%%

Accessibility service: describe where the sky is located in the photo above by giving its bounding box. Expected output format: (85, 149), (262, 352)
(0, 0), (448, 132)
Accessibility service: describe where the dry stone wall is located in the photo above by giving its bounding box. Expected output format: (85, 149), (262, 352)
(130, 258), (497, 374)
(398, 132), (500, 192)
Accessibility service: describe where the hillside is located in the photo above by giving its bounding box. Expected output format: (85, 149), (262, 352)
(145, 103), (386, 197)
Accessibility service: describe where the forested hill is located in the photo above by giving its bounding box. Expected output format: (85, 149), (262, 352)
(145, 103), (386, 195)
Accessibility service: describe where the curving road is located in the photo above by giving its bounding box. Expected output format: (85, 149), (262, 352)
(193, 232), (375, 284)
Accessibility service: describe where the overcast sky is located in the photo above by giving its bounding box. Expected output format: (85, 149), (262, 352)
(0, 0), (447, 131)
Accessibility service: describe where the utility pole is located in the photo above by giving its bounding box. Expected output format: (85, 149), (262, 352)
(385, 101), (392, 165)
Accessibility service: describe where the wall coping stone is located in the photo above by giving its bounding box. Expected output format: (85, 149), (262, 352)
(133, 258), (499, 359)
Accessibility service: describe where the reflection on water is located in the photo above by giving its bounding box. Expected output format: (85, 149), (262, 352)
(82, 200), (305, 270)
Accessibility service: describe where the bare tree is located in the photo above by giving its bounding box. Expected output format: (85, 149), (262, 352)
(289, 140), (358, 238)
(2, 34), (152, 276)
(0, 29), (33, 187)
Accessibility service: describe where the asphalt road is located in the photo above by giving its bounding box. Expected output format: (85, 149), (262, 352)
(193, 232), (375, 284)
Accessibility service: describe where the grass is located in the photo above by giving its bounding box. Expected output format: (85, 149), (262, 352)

%%

■ SHORT PROBLEM: Can you print each of the records above again, word for word and in the same order?

■ RESPONSE TO THE TASK:
Accessibility service: describe where the sky is located in the photo above by giving its bounding box. Expected output format: (85, 149), (262, 352)
(0, 0), (448, 132)
Accessibility service: describe where the dry stone wall is located in the photo above by giving its bounding box. Expected output format: (85, 149), (262, 352)
(130, 258), (497, 374)
(398, 132), (500, 192)
Accessibility service: describe where the hillside is located in the photo above by giving its bounding box. Expected output format: (85, 149), (262, 352)
(145, 103), (386, 197)
Accessibility service: describe where the forested hill is located in the photo above by giving its bounding box. Expected output format: (85, 149), (262, 352)
(145, 103), (386, 195)
Accessibility service: describe where the curving road is located in the photo above by giving its bounding box. Expected output format: (85, 149), (262, 352)
(193, 232), (375, 284)
Accessibility service: describe where the overcast sky is located in the photo above by giving its bounding box. Expected output format: (85, 149), (262, 352)
(0, 0), (447, 131)
Accessibility service: describe where the utility pole is located in the photo above by giving its bounding box. Expected output format: (85, 149), (262, 352)
(385, 101), (392, 165)
Accessibility service: describe where the wall coping stone is located in the photo above by giving its bounding box. Expected output format: (85, 149), (262, 352)
(133, 258), (499, 359)
Accessibility service: describe where the reflection on water is located in the photo above by giving its bounding box. Expected output format: (85, 149), (262, 352)
(82, 200), (305, 270)
Accessibility service: describe where the bare tree is located in the photo above by giving its bounding box. Expected output format: (85, 149), (262, 352)
(289, 140), (358, 238)
(2, 34), (152, 276)
(0, 29), (33, 187)
Accessibility service: describe where the asphalt road is located in the photo above by giving its bounding box. Expected output format: (85, 149), (262, 352)
(193, 232), (375, 284)
Accessibility service: describe where the grass is located in the photo above by giving its bounding box. Expected output format: (85, 149), (262, 352)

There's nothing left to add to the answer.